### Given problem 1
In the records, copy out the lines word for word, starting at the line containing "Put a marker on each instance of the green tree" and ending with the line containing "[(354, 46), (14, 52), (83, 11), (67, 72), (391, 96)]", both included.

### Text section
STERLING HEIGHTS, Mich. — Less than an hour’s drive from Ann Arbor, Macomb County has for years typified the trials and tribulations of the Rust Belt, a region comprised largely of white, blue-collar workers.

To political insiders and operatives, it is considered a hotbed of so-called Reagan Democrats — the traditionally Democratic voters from Midwestern, working-class areas who supported Republican Ronald Reagan in the 1980 and 1984 elections in opposition to the economic troubles they faced under former President Jimmy Carter, a Democrat.

Recent election cycles have shown the region can tilt either way. In 2004, President Bush edged out Democratic opponent John Kerry by less than two percent in Macomb but ultimately lost the state. Four years earlier, Bush lost the county by two percent to Democrat Al Gore.

In 2006, the county heavily supported Democratic Gov. Jennifer Granholm. During that same election, though, the county was staunch in its support for Proposal 2, which banned affirmative action at public institutions across the state. Macomb voters favored, by a 2-to-1 margin, the ballot initiative, which most Democratic and minority interest groups opposed. The county's vote raises the question of whether its voters will throw their support behind Barack Obama, the first black presidential nominee from a major party.

### Listing
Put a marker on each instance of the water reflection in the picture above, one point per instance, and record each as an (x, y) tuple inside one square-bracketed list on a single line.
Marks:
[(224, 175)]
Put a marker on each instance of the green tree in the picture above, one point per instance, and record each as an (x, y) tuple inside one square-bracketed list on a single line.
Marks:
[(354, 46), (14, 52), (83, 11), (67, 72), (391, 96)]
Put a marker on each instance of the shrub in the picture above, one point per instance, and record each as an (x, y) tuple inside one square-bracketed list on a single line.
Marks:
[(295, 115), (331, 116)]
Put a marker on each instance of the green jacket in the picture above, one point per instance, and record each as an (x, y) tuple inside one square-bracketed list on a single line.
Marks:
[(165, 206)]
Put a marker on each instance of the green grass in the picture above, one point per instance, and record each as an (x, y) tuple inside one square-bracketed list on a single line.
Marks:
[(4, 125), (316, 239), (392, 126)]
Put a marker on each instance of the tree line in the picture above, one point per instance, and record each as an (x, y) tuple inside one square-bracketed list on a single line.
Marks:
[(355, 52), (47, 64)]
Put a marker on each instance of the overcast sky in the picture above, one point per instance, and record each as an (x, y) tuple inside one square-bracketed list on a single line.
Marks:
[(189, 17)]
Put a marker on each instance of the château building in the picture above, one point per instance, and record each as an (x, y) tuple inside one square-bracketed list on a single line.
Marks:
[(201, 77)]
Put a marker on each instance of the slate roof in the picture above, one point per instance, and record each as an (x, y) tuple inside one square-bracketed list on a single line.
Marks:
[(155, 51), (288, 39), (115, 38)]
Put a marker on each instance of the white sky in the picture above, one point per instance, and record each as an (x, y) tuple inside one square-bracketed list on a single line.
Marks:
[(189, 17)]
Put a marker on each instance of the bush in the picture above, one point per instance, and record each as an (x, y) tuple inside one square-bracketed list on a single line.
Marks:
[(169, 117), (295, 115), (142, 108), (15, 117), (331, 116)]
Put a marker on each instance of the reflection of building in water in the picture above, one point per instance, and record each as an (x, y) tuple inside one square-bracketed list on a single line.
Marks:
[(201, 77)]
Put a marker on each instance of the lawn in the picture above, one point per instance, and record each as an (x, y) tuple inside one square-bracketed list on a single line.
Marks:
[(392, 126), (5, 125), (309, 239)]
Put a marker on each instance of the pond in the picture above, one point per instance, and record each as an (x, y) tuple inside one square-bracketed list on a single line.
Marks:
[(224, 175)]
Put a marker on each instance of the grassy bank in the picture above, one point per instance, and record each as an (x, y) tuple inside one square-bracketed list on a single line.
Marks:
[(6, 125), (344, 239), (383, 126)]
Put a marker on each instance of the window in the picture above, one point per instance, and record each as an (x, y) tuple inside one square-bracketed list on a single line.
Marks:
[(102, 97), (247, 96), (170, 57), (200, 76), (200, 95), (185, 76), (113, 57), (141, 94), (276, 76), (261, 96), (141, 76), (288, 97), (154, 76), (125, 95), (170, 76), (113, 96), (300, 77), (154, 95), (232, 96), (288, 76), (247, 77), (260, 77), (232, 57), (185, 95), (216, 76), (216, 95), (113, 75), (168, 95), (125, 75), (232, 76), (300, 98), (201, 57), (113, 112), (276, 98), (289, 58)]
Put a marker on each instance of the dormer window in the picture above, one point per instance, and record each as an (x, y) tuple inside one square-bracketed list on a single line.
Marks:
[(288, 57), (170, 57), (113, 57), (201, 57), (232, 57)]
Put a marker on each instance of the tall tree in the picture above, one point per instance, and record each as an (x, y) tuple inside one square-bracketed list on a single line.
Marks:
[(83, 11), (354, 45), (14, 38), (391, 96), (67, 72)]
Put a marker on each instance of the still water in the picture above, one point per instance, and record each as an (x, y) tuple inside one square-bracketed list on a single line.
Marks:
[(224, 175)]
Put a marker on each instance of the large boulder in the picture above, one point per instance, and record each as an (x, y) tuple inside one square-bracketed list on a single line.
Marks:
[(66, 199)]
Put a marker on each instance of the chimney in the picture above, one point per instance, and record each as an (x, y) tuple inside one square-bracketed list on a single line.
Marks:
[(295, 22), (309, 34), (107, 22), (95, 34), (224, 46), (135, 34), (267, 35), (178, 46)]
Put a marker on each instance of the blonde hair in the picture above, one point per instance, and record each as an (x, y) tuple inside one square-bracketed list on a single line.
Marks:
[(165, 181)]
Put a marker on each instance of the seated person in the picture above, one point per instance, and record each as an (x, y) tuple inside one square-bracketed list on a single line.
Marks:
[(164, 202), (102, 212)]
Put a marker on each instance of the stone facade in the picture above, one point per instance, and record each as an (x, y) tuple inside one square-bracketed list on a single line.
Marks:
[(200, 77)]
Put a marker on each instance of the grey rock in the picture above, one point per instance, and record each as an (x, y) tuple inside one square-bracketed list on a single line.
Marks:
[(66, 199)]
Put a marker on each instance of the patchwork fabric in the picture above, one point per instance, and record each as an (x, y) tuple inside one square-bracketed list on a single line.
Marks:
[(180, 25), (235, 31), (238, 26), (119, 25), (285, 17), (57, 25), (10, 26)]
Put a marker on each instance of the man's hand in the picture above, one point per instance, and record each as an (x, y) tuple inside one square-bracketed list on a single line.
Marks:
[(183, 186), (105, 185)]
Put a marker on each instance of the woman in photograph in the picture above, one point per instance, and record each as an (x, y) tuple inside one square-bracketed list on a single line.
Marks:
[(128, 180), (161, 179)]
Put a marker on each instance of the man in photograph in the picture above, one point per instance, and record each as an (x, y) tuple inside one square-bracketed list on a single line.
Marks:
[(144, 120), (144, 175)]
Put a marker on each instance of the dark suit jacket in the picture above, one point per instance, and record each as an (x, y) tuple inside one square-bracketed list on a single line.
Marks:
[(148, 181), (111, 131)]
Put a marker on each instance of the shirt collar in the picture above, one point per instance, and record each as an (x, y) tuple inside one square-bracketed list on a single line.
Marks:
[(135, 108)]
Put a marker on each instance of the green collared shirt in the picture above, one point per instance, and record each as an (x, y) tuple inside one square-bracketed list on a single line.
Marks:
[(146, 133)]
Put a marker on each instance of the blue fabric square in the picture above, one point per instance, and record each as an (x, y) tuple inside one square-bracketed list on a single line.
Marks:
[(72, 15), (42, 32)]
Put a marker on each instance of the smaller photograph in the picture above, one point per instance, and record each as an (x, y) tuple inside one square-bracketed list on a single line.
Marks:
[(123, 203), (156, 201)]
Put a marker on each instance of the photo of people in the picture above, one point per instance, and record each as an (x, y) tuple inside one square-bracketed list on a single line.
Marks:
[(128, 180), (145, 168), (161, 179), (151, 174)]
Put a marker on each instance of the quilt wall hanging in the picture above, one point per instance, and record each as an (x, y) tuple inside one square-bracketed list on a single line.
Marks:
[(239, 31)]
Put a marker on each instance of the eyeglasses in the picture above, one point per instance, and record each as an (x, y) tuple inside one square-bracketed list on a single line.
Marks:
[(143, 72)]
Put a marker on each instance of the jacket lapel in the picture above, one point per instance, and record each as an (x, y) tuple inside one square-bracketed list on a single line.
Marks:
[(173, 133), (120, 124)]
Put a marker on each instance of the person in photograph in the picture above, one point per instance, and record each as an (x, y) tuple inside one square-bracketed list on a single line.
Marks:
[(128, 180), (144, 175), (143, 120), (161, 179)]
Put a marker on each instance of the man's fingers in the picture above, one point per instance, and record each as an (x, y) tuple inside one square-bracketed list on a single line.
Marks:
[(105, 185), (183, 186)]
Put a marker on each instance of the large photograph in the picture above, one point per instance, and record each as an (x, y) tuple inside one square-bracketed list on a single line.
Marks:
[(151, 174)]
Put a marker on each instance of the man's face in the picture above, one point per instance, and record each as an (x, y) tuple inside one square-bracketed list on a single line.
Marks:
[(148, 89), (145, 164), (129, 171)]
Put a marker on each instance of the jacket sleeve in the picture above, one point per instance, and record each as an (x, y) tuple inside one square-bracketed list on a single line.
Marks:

### Given problem 2
Name every person mentioned in the text on Macomb County voters.

### Final result 1
Put a marker on each instance of the green tree in the picture above, one point per instance, and record each as an (x, y) tuple inside one square-bracketed list on a single line.
Marks:
[(354, 46), (14, 52), (83, 11), (67, 72), (391, 96)]

### Final result 2
Ronald Reagan, Jimmy Carter, Bush, John Kerry, Al Gore, Jennifer Granholm, Barack Obama